# Given records
══════════════════════════════

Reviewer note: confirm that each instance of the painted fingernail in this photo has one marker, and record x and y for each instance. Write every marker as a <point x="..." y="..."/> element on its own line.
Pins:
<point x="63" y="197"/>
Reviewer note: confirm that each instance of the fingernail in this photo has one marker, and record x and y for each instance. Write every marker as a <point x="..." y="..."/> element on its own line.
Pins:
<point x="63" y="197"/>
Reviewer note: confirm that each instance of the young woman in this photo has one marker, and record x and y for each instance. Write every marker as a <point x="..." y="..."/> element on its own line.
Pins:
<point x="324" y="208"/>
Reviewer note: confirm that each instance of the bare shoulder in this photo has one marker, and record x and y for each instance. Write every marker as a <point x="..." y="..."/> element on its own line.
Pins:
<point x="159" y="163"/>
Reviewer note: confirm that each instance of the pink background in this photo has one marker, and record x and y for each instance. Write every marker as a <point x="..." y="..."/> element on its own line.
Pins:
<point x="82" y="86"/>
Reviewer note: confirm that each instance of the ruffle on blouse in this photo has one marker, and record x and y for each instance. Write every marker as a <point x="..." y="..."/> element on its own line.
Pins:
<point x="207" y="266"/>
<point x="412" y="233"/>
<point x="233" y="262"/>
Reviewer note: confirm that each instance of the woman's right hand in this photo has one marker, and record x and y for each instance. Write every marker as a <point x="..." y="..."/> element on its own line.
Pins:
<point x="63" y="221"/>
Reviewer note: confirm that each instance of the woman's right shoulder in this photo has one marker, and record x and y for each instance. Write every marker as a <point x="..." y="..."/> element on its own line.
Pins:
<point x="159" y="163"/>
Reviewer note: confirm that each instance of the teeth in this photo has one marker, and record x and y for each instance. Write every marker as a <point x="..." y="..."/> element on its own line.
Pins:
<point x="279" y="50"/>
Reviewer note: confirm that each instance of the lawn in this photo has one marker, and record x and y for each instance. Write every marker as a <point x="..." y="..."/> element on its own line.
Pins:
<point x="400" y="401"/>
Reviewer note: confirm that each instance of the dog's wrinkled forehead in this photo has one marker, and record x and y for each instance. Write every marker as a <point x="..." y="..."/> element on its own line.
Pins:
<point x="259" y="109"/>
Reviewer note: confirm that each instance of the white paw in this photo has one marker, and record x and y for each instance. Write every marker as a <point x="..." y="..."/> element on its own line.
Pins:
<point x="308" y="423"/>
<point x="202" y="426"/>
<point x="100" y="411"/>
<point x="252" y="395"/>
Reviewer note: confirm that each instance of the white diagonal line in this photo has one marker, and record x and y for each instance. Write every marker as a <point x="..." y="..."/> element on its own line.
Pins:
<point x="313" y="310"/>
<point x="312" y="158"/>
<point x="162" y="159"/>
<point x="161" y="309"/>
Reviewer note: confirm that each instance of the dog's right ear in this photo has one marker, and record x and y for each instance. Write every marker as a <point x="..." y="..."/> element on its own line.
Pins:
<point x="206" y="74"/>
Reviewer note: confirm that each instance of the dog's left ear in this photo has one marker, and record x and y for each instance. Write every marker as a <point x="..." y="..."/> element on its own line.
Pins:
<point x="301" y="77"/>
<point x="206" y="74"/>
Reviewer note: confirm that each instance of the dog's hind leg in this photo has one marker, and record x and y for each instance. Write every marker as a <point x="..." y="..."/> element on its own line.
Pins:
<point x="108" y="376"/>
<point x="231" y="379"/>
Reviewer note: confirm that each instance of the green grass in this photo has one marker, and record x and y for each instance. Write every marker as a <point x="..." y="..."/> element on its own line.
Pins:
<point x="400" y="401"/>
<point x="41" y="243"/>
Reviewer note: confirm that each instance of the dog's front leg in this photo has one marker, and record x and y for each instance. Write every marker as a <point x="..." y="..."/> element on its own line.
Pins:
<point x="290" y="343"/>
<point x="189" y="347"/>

══════════════════════════════

# What to produce
Please find all lines of the entries that hold the string "fingernail" and copy them.

# Solution to the exercise
Reviewer note: confirm that each instance of the painted fingernail in this photo has one marker, and record x and y for each instance. Write every marker as a <point x="..." y="..."/> element on its own line.
Reviewer note: confirm that each instance of the fingernail in this photo has one marker, and record x and y for each instance. Write every marker as a <point x="..." y="..."/> element on its own line.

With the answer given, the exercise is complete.